_Selected extract_.
SYLVAIN MASSIP: And this article was quite famous. Then it was retracted. So we can see that actually at the beginning of the study of this correlation, there is an article which was retracted. So that's quite an indication on where the story come from. Outside of this very, very strong example, we think this indicator is always useful because it helps people really understand how the studies on a particular topic are organized.
SYLVAIN MASSIP: It helps people know whether the subject is still discussed. It helps people know when actually it was studied at first. And it helps people know whether there are a lot of articles or not on this topic. Now let's move on. Our second indicator, which is much more complicated in terms of computer science, because we try to do the task to classify the research articles with respect to the input statement.
SYLVAIN MASSIP: So really to give an answer to the question, does this research article support, is it neutral, or is it contradicting the statement that was input by the user. To do that, we have tried different natural language processing pipelines based on the general family of technology of question answering. And I'm not going to go into details about that.
SYLVAIN MASSIP: But we have evaluated the results that we obtained on different known data sets. And we can see that all these three techniques, Boolean question answering, abstractive question answering, and extractive question answering, give quite interesting results. We can see that the accuracy is quite good, but still not good enough to go without a disclaimer stating that, well, there might be a mistake in the way we evaluate articles.

_Requirement A_. According to the transcript, which three question answering techniques were evaluated on known data sets?
_Requirement B_. Pull out the transcript word for word, everything from "SYLVAIN MASSIP: So" down to "we evaluate articles.".

_Information shown_.
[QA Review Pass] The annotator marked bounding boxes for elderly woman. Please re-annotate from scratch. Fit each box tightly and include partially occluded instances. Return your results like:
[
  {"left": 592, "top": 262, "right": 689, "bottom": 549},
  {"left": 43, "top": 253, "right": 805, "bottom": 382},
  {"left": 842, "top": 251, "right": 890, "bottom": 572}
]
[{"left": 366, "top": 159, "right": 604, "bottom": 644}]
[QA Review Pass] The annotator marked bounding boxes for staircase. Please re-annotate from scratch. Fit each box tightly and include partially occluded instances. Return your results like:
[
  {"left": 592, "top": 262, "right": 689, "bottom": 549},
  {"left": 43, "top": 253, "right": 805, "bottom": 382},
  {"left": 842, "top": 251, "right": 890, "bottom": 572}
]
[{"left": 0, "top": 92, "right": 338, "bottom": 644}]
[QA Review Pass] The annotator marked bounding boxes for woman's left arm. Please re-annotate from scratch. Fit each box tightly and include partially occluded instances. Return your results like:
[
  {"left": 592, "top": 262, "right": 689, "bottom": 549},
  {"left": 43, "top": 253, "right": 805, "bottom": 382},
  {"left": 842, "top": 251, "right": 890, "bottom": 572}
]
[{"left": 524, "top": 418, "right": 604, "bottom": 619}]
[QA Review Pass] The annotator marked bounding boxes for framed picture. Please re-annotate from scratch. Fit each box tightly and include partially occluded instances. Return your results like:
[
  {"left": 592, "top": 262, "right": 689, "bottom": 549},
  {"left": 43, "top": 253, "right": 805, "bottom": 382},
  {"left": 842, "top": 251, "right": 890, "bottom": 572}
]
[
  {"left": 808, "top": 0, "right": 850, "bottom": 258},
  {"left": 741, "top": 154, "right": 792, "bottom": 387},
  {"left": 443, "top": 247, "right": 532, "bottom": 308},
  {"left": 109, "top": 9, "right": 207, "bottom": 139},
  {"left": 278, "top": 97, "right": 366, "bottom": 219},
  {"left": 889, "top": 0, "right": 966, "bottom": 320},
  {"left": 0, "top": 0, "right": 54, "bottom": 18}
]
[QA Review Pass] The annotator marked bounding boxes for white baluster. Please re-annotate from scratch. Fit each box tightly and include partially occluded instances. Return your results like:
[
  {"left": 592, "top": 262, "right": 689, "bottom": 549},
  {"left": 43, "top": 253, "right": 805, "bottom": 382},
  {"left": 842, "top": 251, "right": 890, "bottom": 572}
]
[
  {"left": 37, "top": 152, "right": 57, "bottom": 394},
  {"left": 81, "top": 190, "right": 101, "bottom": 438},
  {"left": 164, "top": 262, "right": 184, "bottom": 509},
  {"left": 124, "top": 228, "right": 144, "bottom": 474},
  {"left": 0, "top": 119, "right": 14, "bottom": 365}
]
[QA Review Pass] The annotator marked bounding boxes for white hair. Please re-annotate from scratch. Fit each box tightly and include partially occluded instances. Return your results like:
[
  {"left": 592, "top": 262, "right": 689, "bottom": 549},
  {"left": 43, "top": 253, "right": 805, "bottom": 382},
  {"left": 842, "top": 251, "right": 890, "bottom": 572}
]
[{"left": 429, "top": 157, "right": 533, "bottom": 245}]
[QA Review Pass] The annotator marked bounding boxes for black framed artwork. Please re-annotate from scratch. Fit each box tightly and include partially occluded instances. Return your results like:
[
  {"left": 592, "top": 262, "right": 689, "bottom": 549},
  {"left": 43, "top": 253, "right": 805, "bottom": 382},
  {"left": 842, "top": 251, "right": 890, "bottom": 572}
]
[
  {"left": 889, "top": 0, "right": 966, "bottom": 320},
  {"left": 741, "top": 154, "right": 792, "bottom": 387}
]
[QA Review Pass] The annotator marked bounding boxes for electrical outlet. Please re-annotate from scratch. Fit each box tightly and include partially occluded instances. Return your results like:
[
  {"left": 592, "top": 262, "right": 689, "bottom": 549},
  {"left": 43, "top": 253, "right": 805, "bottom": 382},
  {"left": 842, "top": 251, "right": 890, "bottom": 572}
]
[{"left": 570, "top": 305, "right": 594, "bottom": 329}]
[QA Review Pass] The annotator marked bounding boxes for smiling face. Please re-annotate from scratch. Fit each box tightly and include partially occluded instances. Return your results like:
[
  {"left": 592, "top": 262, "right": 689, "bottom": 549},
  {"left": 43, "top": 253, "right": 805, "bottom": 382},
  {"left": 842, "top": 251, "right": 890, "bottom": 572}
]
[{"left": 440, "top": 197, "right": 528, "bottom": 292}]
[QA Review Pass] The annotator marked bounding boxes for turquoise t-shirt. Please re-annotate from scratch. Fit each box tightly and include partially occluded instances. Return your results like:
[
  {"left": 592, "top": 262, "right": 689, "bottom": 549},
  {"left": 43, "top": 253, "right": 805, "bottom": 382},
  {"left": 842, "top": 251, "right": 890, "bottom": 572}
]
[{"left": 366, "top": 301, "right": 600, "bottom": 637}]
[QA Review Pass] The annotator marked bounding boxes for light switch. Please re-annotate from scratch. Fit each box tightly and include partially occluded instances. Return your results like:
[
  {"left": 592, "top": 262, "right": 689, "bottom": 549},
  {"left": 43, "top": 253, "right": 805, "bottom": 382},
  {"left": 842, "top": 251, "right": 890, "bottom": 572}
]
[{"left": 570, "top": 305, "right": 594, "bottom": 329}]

_Answer space A_. Boolean question answering, abstractive question answering, and extractive question answering.

_Answer space B_.
SYLVAIN MASSIP: So really to give an answer to the question, does this research article support, is it neutral, or is it contradicting the statement that was input by the user. To do that, we have tried different natural language processing pipelines based on the general family of technology of question answering. And I'm not going to go into details about that.
SYLVAIN MASSIP: But we have evaluated the results that we obtained on different known data sets. And we can see that all these three techniques, Boolean question answering, abstractive question answering, and extractive question answering, give quite interesting results. We can see that the accuracy is quite good, but still not good enough to go without a disclaimer stating that, well, there might be a mistake in the way we evaluate articles.